Entries from a pointing dataset:
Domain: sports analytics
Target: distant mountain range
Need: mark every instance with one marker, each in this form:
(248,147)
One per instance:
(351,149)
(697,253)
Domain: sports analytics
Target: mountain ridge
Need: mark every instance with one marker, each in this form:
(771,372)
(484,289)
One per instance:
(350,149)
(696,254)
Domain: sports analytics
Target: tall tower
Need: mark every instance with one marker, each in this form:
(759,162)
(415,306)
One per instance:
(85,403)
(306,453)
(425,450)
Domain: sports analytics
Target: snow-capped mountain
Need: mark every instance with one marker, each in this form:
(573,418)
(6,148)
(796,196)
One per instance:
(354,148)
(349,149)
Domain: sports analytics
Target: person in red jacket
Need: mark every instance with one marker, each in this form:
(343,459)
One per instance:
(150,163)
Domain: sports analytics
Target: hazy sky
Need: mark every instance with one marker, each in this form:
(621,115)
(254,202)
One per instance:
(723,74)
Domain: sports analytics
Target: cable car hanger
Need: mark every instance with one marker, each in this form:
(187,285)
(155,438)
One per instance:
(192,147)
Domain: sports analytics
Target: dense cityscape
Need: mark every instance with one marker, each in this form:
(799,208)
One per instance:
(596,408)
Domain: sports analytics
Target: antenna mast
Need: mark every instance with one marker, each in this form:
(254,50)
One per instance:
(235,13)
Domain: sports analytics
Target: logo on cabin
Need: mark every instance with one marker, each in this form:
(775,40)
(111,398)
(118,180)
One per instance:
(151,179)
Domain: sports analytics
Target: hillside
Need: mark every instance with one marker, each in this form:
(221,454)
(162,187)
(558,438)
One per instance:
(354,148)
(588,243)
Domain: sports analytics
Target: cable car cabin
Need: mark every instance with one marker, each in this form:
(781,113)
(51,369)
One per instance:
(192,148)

---

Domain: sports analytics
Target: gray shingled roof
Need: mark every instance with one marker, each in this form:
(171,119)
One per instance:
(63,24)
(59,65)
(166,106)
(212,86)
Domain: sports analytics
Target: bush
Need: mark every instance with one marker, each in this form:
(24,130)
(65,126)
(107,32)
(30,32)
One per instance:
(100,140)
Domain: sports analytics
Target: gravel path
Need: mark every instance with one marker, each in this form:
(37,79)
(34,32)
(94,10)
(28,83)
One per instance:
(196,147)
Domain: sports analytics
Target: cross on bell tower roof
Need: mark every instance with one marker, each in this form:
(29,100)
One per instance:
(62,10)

* * *

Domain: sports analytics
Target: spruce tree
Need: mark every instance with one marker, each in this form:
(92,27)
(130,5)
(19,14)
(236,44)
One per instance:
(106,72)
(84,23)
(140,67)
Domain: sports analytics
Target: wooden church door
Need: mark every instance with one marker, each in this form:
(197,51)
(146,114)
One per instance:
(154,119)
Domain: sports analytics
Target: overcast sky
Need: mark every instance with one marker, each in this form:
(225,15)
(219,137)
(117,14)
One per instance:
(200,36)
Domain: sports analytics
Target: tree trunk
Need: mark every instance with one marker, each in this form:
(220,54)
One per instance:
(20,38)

SET TASK | Locate each line in the rows above that contains the word "tower", and copy every such line.

SOLVED EXERCISE |
Target: tall tower
Target: cross on bell tower roof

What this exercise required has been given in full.